[Passage provided]

On the Good Mom scale, I’d usually give myself an 8. But sometimes, I slip way down. Take the fact that Max got a communication device in August, a Dynavox, and Dave and I have still not really figured out how to use it. This is what it looks like, Max's version has fewer windows:

Basically, you press the picture, a word comes out. The voice is pretty robotic and sometimes sounds all wrong (for example, “milk” comes out as “meeeeelk,” as if the machine is trying to teach Max to sound like a Russian peasant, not on our list of goals). We also tried the Tango, a breakthrough communication device that blew my mind. Max's therapists wanted to go with the above but the Tango's the next device he'll get. What I especially loved about the Tango is that they use real kids' voices, and not one sounded like a Russian peasant.
I am not completely techphobic (hi, blog!), but when I went to the training session at school for the Dynavox I was overwhelmed. Dave, who works in the computer field, spent hours trying to figure the thing out and was similarly foiled. Now he’s supposed to meet with Max’s speech therapist for a private tutorial, but he hasn’t gotten around to making the appointment. HI, HONEY!
Monday Morning Confessional is going to be a regular thing. Join the guiltfest! Get juicy details about how suck-y other people think they are! What's eating away at you today? Eees a goot ting toooo share (my best Russian-peasant-Dynavox imitation).

[/Passage provided]
[Record extracts]

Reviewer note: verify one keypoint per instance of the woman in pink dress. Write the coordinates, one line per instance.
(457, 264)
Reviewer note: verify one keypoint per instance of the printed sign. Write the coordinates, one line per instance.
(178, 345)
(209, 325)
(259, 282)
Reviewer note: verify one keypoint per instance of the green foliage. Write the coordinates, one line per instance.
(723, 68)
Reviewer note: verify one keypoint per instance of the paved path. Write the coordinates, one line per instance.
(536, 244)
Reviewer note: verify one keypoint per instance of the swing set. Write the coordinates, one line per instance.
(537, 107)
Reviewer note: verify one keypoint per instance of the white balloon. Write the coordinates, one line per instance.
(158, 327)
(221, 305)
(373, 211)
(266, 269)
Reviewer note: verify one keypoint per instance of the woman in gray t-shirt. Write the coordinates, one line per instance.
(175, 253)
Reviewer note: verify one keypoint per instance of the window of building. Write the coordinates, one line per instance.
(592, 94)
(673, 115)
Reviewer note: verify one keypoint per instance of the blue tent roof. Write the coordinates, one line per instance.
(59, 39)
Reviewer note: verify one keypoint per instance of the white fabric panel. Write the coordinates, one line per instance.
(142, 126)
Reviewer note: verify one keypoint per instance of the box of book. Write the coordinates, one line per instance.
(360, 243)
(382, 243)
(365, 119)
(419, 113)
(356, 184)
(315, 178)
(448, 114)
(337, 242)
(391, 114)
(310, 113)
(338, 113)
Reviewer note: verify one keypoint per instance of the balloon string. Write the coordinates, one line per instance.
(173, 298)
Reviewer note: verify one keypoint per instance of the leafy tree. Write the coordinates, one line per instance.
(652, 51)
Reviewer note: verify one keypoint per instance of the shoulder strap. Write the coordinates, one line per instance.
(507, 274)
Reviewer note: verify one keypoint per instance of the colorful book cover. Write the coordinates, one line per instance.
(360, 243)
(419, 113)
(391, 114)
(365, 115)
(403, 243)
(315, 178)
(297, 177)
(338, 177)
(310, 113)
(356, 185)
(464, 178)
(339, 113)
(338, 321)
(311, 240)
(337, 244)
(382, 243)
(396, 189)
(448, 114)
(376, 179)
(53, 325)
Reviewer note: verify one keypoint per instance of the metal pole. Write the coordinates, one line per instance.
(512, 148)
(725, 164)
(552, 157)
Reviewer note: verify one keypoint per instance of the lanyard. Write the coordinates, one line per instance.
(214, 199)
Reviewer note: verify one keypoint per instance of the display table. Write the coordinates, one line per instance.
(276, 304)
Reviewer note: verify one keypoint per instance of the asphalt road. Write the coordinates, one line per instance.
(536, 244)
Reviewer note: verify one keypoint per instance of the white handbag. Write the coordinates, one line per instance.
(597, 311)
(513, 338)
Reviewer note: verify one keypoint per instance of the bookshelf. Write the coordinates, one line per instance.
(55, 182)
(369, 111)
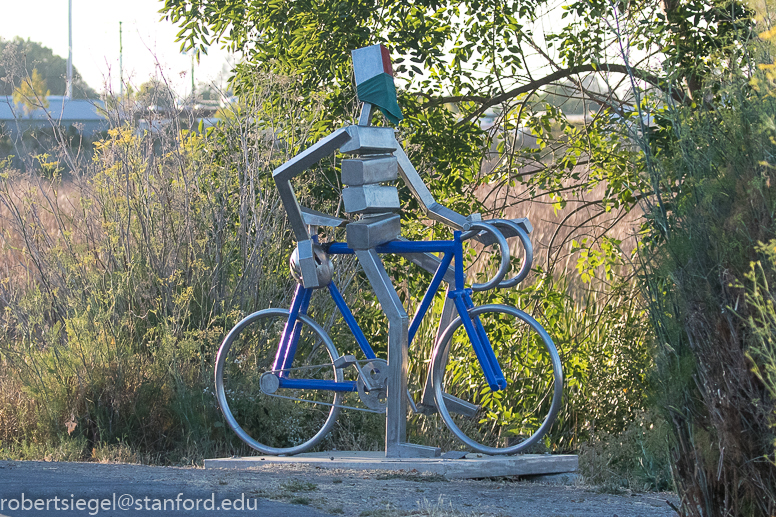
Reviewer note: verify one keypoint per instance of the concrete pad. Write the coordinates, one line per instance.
(473, 466)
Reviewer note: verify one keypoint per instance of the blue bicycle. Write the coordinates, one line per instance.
(495, 376)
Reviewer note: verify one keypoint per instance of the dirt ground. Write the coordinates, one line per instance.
(401, 493)
(288, 490)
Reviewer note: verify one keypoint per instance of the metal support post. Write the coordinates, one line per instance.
(396, 445)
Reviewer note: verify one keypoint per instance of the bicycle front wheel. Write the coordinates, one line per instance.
(509, 420)
(271, 419)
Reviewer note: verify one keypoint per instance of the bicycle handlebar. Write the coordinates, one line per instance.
(502, 243)
(525, 240)
(496, 229)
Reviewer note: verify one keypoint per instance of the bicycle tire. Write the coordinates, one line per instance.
(529, 361)
(268, 423)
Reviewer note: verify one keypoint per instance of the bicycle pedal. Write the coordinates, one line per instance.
(345, 361)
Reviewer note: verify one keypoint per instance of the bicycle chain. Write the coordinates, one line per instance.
(373, 402)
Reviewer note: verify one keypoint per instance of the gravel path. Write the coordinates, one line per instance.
(293, 490)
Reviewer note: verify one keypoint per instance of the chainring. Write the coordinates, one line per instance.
(377, 372)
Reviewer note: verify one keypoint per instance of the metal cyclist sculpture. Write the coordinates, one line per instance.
(287, 358)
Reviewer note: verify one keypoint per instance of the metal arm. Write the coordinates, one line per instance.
(282, 176)
(433, 209)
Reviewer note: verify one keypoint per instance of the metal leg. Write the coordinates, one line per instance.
(448, 314)
(398, 327)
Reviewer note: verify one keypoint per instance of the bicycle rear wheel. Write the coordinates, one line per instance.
(506, 421)
(276, 420)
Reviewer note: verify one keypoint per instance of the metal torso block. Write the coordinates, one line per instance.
(369, 170)
(371, 199)
(370, 140)
(370, 232)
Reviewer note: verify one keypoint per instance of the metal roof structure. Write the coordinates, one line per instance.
(86, 115)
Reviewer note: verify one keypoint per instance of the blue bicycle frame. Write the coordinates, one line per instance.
(461, 297)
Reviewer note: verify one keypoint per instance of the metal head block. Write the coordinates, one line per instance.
(370, 199)
(371, 61)
(370, 232)
(369, 170)
(370, 140)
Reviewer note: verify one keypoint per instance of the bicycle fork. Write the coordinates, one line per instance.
(460, 301)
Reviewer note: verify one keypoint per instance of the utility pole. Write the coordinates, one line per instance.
(193, 97)
(121, 63)
(69, 89)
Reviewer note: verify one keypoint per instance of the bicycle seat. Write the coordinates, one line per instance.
(315, 218)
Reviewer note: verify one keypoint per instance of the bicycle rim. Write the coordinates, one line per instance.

[/Record extracts]

To do.
(A) Translate this sentence from the blog post about the Dynavox into Spanish: "Basically, you press the picture, a word comes out."
(B) Duplicate the section of the blog post about the Dynavox starting at "I am not completely" and ending at "appointment. HI, HONEY!".

Solutions.
(A) Básicamente, presionas la imagen y sale una palabra.

(B)
I am not completely techphobic (hi, blog!), but when I went to the training session at school for the Dynavox I was overwhelmed. Dave, who works in the computer field, spent hours trying to figure the thing out and was similarly foiled. Now he’s supposed to meet with Max’s speech therapist for a private tutorial, but he hasn’t gotten around to making the appointment. HI, HONEY!